Please quote every line word for word.

## [TASK INPUTS]
|---|

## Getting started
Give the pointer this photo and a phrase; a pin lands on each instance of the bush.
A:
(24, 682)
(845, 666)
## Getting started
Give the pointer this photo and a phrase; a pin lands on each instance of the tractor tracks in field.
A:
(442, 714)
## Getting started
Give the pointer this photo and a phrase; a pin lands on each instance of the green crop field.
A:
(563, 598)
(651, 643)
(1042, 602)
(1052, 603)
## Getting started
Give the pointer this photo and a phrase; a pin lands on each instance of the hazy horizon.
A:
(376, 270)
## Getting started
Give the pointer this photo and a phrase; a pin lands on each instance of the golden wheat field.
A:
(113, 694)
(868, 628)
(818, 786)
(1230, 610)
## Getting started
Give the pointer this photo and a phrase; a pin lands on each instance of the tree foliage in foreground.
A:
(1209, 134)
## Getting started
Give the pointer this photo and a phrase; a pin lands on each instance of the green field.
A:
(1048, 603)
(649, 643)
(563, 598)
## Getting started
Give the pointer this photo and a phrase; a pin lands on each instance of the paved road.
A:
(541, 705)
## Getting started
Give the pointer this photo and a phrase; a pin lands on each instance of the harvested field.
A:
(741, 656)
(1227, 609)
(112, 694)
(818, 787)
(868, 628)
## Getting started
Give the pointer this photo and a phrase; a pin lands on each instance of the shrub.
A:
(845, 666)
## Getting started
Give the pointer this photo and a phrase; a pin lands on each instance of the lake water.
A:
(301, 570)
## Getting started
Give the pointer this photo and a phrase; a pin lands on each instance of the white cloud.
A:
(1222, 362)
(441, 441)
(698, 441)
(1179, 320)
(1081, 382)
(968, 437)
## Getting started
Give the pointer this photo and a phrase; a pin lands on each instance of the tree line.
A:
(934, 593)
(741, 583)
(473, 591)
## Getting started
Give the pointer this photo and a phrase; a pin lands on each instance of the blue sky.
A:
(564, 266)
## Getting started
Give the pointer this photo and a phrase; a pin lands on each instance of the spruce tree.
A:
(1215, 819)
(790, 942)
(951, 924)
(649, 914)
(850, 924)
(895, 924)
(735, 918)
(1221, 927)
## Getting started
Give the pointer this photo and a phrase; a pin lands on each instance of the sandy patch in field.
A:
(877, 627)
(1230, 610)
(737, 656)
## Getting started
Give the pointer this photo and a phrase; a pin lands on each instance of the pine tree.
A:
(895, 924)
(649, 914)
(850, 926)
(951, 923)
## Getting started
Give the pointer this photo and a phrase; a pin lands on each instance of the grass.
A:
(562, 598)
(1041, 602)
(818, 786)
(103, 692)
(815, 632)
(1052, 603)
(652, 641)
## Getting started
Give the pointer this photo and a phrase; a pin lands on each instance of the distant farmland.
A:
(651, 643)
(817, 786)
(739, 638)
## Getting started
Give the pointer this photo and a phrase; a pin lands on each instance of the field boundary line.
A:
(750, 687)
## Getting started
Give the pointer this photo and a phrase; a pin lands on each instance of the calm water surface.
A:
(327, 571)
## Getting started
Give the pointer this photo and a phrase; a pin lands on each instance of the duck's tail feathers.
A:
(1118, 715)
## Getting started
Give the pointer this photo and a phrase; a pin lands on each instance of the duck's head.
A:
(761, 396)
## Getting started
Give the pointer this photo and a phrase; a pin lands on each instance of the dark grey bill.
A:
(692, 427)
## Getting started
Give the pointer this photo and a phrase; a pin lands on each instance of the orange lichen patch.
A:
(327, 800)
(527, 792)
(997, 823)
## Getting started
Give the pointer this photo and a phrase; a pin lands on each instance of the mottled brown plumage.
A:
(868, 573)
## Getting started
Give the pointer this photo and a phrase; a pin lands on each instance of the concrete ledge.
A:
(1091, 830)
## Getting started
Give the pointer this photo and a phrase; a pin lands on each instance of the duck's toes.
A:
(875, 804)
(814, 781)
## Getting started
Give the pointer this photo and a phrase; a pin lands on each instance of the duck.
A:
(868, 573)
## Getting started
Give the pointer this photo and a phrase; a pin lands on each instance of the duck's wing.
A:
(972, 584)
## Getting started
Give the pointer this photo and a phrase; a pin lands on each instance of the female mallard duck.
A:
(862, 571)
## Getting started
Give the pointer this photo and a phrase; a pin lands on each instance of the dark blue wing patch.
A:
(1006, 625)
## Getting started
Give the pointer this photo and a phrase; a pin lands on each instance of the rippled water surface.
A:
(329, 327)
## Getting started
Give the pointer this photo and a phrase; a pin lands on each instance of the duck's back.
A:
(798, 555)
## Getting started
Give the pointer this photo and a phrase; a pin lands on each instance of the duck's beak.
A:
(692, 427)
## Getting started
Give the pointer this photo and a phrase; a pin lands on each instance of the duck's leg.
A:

|---|

## [COMPLETE RESPONSE]
## Getting started
Give the pointer this photo and a phrase; a pin lands on each instance of the bush.
A:
(24, 682)
(845, 666)
## Getting started
Give the pointer this photo and a phrase; a pin lands on each instance of the tractor tracks in field.
A:
(442, 714)
## Getting started
Give the pointer this photo and a phrase; a pin lands on each instance of the green crop field.
A:
(563, 598)
(651, 643)
(1042, 602)
(1052, 603)
## Getting started
Give the pointer this photo and a phrase; a pin lands on each instance of the hazy horizon.
A:
(376, 270)
## Getting started
Give the pointer this photo and a phrase; a pin lands on each instance of the golden wheat field.
A:
(113, 694)
(868, 628)
(818, 786)
(1230, 610)
## Getting started
Give the pointer this photo and a phrase; a pin lands on each instance of the tree foliage in foreground.
A:
(1209, 134)
## Getting started
Give the pointer this photo and a phrase; a pin lands on each instance of the green field.
A:
(1048, 603)
(649, 643)
(563, 598)
## Getting started
Give the pointer this photo and a phrase; a pin lands on each instance of the paved road.
A:
(541, 705)
## Getting started
Give the pointer this photo and a phrase; a pin lands on each instance of the harvested field.
A:
(741, 656)
(1227, 609)
(112, 694)
(818, 787)
(868, 628)
## Getting started
Give the pointer this photo and a phrase; a pin lands on each instance of the shrub.
A:
(845, 666)
## Getting started
Give the pointer this photo and a phrase; a pin lands on each instance of the lake water.
A:
(301, 570)
## Getting started
Give the pointer this photo and a phrase; a pin lands on each instance of the white cloud.
A:
(1222, 362)
(441, 441)
(698, 441)
(1179, 320)
(1081, 382)
(968, 437)
## Getting started
Give the pointer this photo and a phrase; a pin lands on each instance of the tree line.
A:
(934, 593)
(741, 583)
(473, 591)
## Getting started
Give the pointer this photo and a phrase; a pin lands on each instance of the blue sky.
A:
(564, 266)
## Getting started
Give the pointer this photo and a phrase; a pin lands on each instance of the spruce tree.
A:
(1215, 819)
(790, 942)
(951, 924)
(649, 914)
(850, 924)
(895, 924)
(735, 918)
(1221, 927)
## Getting started
Give the pointer this photo and a phrase; a pin lands on each instance of the sandy patch in field.
A:
(877, 627)
(1230, 610)
(737, 656)
## Getting started
Give the pointer this photo and a phrase; a pin lands on each instance of the pine tree.
A:
(895, 924)
(649, 914)
(850, 926)
(951, 923)
## Getting started
Give the pointer this photo and a phrase; a pin lands on each instance of the grass.
A:
(562, 598)
(1041, 602)
(818, 786)
(103, 692)
(815, 632)
(1052, 603)
(652, 641)
## Getting started
Give the pointer this photo and a phrase; a pin lands on each instance of the distant farmland.
A:
(651, 643)
(817, 786)
(739, 638)
## Getting started
Give the pointer this photo and a phrase; a pin lands on each instance of the field boundary line.
A:
(750, 687)
## Getting started
Give the pointer this photo and a phrase; a pin lands on each instance of the calm water surface.
A:
(327, 571)
## Getting started
Give the pointer this photo and a phrase; a pin lands on each instance of the duck's tail feathers.
A:
(1118, 715)
## Getting started
Give the pointer this photo and a phrase; a pin lands on each instance of the duck's head.
A:
(761, 396)
## Getting started
Give the pointer this photo and a phrase; a pin lands on each instance of the dark grey bill.
A:
(692, 427)
## Getting started
Give the pointer this photo and a phrase; a pin lands on each instance of the orange lichen patch.
A:
(327, 800)
(527, 792)
(997, 823)
## Getting started
Give the pointer this photo and a phrase; a pin lands on each instance of the mottled brown plumage.
A:
(868, 573)
## Getting started
Give the pointer this photo and a phrase; a pin lands on each instance of the concrete ledge.
A:
(1091, 830)
## Getting started
Give the pointer this photo and a phrase; a pin lands on each instance of the duck's toes.
A:
(875, 804)
(814, 781)
## Getting started
Give the pointer this photo and a phrase; a pin lands on each instance of the duck.
A:
(868, 573)
## Getting started
Give the pointer this photo and a phrase; a pin lands on each instance of the duck's wing.
A:
(972, 584)
## Getting started
Give the pointer this photo and a phrase; a pin lands on each instance of the female mallard duck.
A:
(862, 571)
## Getting started
Give the pointer this photo and a phrase; a pin lands on each instance of the dark blue wing patch.
A:
(1006, 625)
## Getting started
Give the pointer this photo and a phrase; a pin lands on each instance of the rippled water surface.
A:
(329, 327)
## Getting started
Give the pointer this photo and a phrase; a pin lands on each instance of the duck's back.
A:
(798, 555)
## Getting started
Give the pointer this photo and a phrase; a pin lands on each instance of the duck's beak.
A:
(692, 427)
## Getting started
Give the pointer this photo and a phrase; a pin lands on each instance of the duck's leg.
A:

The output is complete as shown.